Pointing dataset records:
::::::::
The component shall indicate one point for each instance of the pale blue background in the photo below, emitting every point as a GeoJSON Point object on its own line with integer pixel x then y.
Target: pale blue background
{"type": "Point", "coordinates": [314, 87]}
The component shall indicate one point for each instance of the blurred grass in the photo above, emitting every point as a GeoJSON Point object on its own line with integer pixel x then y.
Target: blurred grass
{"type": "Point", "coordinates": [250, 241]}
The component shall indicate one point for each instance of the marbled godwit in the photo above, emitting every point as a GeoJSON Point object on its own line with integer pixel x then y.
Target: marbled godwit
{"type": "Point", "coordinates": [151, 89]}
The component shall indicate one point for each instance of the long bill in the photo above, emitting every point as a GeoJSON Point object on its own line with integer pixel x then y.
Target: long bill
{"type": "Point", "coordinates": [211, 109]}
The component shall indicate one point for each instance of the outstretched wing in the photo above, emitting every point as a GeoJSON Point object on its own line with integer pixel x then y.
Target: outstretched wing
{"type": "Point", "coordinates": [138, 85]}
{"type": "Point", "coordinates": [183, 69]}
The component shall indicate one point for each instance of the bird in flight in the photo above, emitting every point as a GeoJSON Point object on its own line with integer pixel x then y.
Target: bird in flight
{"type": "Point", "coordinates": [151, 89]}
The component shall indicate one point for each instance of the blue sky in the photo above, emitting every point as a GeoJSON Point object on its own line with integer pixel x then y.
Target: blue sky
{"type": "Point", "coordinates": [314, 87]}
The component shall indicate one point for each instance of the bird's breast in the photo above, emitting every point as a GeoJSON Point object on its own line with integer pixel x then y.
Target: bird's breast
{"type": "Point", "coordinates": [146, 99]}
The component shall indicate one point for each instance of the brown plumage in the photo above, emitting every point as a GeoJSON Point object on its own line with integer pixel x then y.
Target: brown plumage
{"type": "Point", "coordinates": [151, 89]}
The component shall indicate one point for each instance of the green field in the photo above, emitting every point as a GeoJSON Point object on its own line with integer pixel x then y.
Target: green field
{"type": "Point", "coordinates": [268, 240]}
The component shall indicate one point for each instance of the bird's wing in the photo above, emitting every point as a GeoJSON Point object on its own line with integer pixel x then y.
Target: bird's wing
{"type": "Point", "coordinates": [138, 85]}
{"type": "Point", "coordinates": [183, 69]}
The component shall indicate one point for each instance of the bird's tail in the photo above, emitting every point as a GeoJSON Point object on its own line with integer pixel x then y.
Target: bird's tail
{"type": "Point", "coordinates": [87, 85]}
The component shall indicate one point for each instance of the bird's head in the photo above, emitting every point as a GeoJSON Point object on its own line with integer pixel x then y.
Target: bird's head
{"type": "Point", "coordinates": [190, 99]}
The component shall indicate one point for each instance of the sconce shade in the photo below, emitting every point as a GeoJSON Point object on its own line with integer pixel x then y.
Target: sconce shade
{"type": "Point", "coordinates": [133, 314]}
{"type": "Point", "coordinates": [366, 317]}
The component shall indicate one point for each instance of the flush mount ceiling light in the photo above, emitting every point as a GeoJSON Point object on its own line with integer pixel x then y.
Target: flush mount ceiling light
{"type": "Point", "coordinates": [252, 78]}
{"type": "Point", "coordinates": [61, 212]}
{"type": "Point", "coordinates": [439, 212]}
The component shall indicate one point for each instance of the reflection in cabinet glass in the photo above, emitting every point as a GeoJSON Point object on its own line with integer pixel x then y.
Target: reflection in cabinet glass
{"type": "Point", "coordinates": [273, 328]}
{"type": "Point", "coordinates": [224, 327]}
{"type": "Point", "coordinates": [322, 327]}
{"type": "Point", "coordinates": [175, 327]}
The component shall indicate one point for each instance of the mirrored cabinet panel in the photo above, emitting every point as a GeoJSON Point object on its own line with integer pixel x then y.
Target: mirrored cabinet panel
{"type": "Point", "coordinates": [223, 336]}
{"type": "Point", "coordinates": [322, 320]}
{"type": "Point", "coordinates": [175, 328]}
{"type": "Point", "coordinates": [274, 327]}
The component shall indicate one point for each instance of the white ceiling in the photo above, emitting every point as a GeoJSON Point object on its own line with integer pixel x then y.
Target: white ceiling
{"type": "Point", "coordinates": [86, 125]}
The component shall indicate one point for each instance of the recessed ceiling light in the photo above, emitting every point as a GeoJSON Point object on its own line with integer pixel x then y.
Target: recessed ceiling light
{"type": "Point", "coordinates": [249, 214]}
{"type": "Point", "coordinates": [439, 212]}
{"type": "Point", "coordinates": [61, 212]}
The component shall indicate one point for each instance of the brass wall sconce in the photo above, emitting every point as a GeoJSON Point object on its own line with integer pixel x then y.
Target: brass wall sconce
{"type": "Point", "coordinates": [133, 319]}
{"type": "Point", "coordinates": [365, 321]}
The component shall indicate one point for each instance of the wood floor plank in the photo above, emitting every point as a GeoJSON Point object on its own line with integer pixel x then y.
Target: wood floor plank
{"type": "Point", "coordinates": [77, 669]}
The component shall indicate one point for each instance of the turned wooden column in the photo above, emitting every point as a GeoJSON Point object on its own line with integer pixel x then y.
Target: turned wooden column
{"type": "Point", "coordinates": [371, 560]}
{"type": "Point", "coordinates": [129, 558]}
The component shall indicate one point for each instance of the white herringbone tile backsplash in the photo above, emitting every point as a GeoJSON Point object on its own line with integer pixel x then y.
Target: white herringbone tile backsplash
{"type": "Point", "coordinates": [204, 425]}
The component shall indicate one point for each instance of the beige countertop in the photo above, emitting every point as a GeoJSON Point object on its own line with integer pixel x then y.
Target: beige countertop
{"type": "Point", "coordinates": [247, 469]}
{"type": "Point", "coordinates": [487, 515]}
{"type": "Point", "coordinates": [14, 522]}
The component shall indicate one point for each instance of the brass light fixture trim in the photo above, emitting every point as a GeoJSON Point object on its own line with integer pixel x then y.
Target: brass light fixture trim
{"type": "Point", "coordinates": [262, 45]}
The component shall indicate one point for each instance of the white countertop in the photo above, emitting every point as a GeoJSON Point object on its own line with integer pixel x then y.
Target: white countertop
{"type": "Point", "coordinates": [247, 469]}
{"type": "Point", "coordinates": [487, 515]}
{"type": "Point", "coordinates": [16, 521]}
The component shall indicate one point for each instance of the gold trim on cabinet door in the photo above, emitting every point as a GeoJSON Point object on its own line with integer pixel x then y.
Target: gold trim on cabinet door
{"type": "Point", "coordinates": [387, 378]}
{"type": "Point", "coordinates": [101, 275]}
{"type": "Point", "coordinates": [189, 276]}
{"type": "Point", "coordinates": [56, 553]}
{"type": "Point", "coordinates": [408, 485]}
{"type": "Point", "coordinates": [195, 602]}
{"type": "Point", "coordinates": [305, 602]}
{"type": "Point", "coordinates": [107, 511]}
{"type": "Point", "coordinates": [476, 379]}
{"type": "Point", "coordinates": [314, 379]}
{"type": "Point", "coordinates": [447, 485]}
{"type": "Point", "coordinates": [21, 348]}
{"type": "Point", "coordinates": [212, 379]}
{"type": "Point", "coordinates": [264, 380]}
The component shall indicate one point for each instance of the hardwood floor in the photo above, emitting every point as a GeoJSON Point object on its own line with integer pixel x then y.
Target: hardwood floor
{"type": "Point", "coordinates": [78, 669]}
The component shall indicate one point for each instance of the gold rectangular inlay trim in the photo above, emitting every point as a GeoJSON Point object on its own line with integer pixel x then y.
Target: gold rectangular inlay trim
::::::::
Convert the listing above into a Markdown table with two columns, Row and Line, giving each line its own numbered row and leaving out blank lines.

* [Solution for this task]
| Row | Line |
|---|---|
| 1 | The component shall indicate one point for each instance of the pale blue background in the photo below, emitting every point as a GeoJSON Point object on its own line with integer pixel x then y. |
| 2 | Target: pale blue background |
| 3 | {"type": "Point", "coordinates": [314, 87]} |
| 4 | The component shall indicate one point for each instance of the blurred grass in the photo above, emitting every point as a GeoJSON Point object on its own line with integer pixel x then y. |
| 5 | Target: blurred grass |
| 6 | {"type": "Point", "coordinates": [250, 241]} |
| 7 | The component shall indicate one point for each instance of the marbled godwit in the photo above, emitting every point as a GeoJSON Point object on its own line with integer pixel x then y. |
| 8 | Target: marbled godwit |
| 9 | {"type": "Point", "coordinates": [151, 89]} |
| 10 | The component shall indicate one point for each instance of the long bill in the photo above, emitting every point as a GeoJSON Point object on its own line with integer pixel x then y. |
| 11 | Target: long bill |
| 12 | {"type": "Point", "coordinates": [211, 109]} |
| 13 | The component shall indicate one point for each instance of the outstretched wing in the photo above, emitting every point as a GeoJSON Point object on its own line with integer pixel x then y. |
| 14 | Target: outstretched wing |
| 15 | {"type": "Point", "coordinates": [138, 85]} |
| 16 | {"type": "Point", "coordinates": [183, 69]} |
| 17 | The component shall indicate one point for each instance of the bird in flight in the photo above, emitting every point as a GeoJSON Point object on its own line with integer pixel x then y. |
| 18 | Target: bird in flight |
| 19 | {"type": "Point", "coordinates": [151, 89]} |
| 20 | The component shall indicate one point for each instance of the blue sky in the photo above, emitting every point as a GeoJSON Point object on its own line with integer pixel x then y. |
| 21 | Target: blue sky |
| 22 | {"type": "Point", "coordinates": [314, 87]} |
| 23 | The component shall indicate one point for each instance of the bird's breast in the photo above, emitting every point as a GeoJSON Point object on its own line with integer pixel x then y. |
| 24 | Target: bird's breast |
| 25 | {"type": "Point", "coordinates": [146, 99]} |
| 26 | The component shall indicate one point for each instance of the brown plumage in the photo above, emitting every point as a GeoJSON Point object on its own line with integer pixel x then y. |
| 27 | Target: brown plumage |
| 28 | {"type": "Point", "coordinates": [151, 89]} |
| 29 | The component shall indicate one point for each instance of the green field in the photo above, emitting every point as a GeoJSON Point object on its own line with integer pixel x then y. |
| 30 | Target: green field |
| 31 | {"type": "Point", "coordinates": [268, 240]} |
| 32 | The component shall indicate one point for each instance of the bird's wing in the photo above, emitting every point as a GeoJSON Point object on its own line with integer pixel x then y. |
| 33 | Target: bird's wing |
| 34 | {"type": "Point", "coordinates": [138, 85]} |
| 35 | {"type": "Point", "coordinates": [183, 69]} |
| 36 | The component shall indicate one point for each instance of the bird's tail in the photo above, emitting every point as a GeoJSON Point object on its own line with integer pixel x then y. |
| 37 | Target: bird's tail |
| 38 | {"type": "Point", "coordinates": [87, 85]} |
| 39 | The component shall indicate one point for each instance of the bird's head in the photo above, emitting every point as a GeoJSON Point object on its own line with integer pixel x then y. |
| 40 | Target: bird's head |
| 41 | {"type": "Point", "coordinates": [190, 99]} |
| 42 | The component shall indicate one point for each instance of the sconce shade in the photo below, emitting every point as a GeoJSON Point object on its own line with integer pixel x then y. |
| 43 | Target: sconce shade |
| 44 | {"type": "Point", "coordinates": [133, 314]} |
| 45 | {"type": "Point", "coordinates": [366, 317]} |
| 46 | The component shall indicate one point for each instance of the flush mount ceiling light in the photo above, emitting every point as a GeoJSON Point object on its own line with integer pixel x then y. |
| 47 | Target: flush mount ceiling light |
| 48 | {"type": "Point", "coordinates": [252, 78]} |
| 49 | {"type": "Point", "coordinates": [61, 212]} |
| 50 | {"type": "Point", "coordinates": [439, 212]} |
| 51 | The component shall indicate one point for each instance of the reflection in cabinet glass in the photo above, emitting every point as a GeoJSON Point object on its own line with integer pixel x then y. |
| 52 | Target: reflection in cabinet glass |
| 53 | {"type": "Point", "coordinates": [273, 328]} |
| 54 | {"type": "Point", "coordinates": [224, 327]} |
| 55 | {"type": "Point", "coordinates": [322, 327]} |
| 56 | {"type": "Point", "coordinates": [175, 327]} |
| 57 | The component shall indicate one point for each instance of the mirrored cabinet panel in the photo above, emitting every point as a GeoJSON Point object on its own line with integer pixel x then y. |
| 58 | Target: mirrored cabinet panel |
| 59 | {"type": "Point", "coordinates": [223, 336]} |
| 60 | {"type": "Point", "coordinates": [322, 320]} |
| 61 | {"type": "Point", "coordinates": [175, 328]} |
| 62 | {"type": "Point", "coordinates": [274, 327]} |
| 63 | The component shall indicate one point for each instance of the white ceiling in the photo above, emitting every point as a GeoJSON Point object on its own line with integer pixel x then y. |
| 64 | Target: white ceiling |
| 65 | {"type": "Point", "coordinates": [86, 125]} |
| 66 | The component shall indicate one point for each instance of the recessed ceiling light in the photo above, emitting every point as a GeoJSON Point object on its own line with integer pixel x then y. |
| 67 | Target: recessed ceiling light |
| 68 | {"type": "Point", "coordinates": [249, 214]} |
| 69 | {"type": "Point", "coordinates": [439, 212]} |
| 70 | {"type": "Point", "coordinates": [61, 212]} |
| 71 | The component shall indicate one point for each instance of the brass wall sconce in the photo above, emitting every point as a GeoJSON Point object on its own line with integer pixel x then y. |
| 72 | Target: brass wall sconce |
| 73 | {"type": "Point", "coordinates": [133, 319]} |
| 74 | {"type": "Point", "coordinates": [365, 321]} |
| 75 | The component shall indicate one point for each instance of the wood floor plank in the photo above, emitting every point as a GeoJSON Point object on its own line with integer pixel x then y. |
| 76 | Target: wood floor plank |
| 77 | {"type": "Point", "coordinates": [77, 669]} |
| 78 | The component shall indicate one point for each instance of the turned wooden column in the photo above, emitting every point as a GeoJSON Point object on its own line with integer pixel x then y. |
| 79 | Target: turned wooden column |
| 80 | {"type": "Point", "coordinates": [371, 560]} |
| 81 | {"type": "Point", "coordinates": [129, 558]} |
| 82 | The component shall indicate one point for each instance of the white herringbone tile backsplash in the photo above, emitting every point as a GeoJSON Point object on its own line with integer pixel x then y. |
| 83 | Target: white herringbone tile backsplash |
| 84 | {"type": "Point", "coordinates": [204, 425]} |
| 85 | The component shall indicate one point for each instance of the beige countertop in the photo above, emitting every point as a GeoJSON Point object on its own line with integer pixel x then y. |
| 86 | Target: beige countertop |
| 87 | {"type": "Point", "coordinates": [247, 469]} |
| 88 | {"type": "Point", "coordinates": [487, 515]} |
| 89 | {"type": "Point", "coordinates": [14, 522]} |
| 90 | The component shall indicate one point for each instance of the brass light fixture trim in the photo above, emitting every point as a GeoJSON Point object on its own line with integer pixel x then y. |
| 91 | Target: brass light fixture trim |
| 92 | {"type": "Point", "coordinates": [262, 45]} |
| 93 | The component shall indicate one point for each instance of the white countertop in the photo above, emitting every point as a GeoJSON Point object on its own line with integer pixel x then y. |
| 94 | Target: white countertop |
| 95 | {"type": "Point", "coordinates": [247, 469]} |
| 96 | {"type": "Point", "coordinates": [487, 515]} |
| 97 | {"type": "Point", "coordinates": [16, 521]} |
| 98 | The component shall indicate one point for each instance of the gold trim on cabinet door in the photo above, emitting every point as a GeoJSON Point object on its own line with integer pixel x then y. |
| 99 | Target: gold trim on cabinet door |
| 100 | {"type": "Point", "coordinates": [387, 378]} |
| 101 | {"type": "Point", "coordinates": [101, 275]} |
| 102 | {"type": "Point", "coordinates": [189, 276]} |
| 103 | {"type": "Point", "coordinates": [56, 553]} |
| 104 | {"type": "Point", "coordinates": [408, 485]} |
| 105 | {"type": "Point", "coordinates": [195, 602]} |
| 106 | {"type": "Point", "coordinates": [305, 602]} |
| 107 | {"type": "Point", "coordinates": [107, 511]} |
| 108 | {"type": "Point", "coordinates": [476, 379]} |
| 109 | {"type": "Point", "coordinates": [314, 379]} |
| 110 | {"type": "Point", "coordinates": [447, 485]} |
| 111 | {"type": "Point", "coordinates": [21, 348]} |
| 112 | {"type": "Point", "coordinates": [212, 379]} |
| 113 | {"type": "Point", "coordinates": [264, 380]} |
| 114 | The component shall indicate one point for each instance of the hardwood floor in the photo above, emitting every point as a GeoJSON Point object on its own line with integer pixel x then y. |
| 115 | Target: hardwood floor |
| 116 | {"type": "Point", "coordinates": [78, 669]} |
| 117 | The component shall indicate one point for each instance of the gold rectangular inlay trim in the photo above, emitting every point as a GeoJSON Point object on its own line with integer pixel x then y. |
| 118 | Target: gold rectangular inlay trim |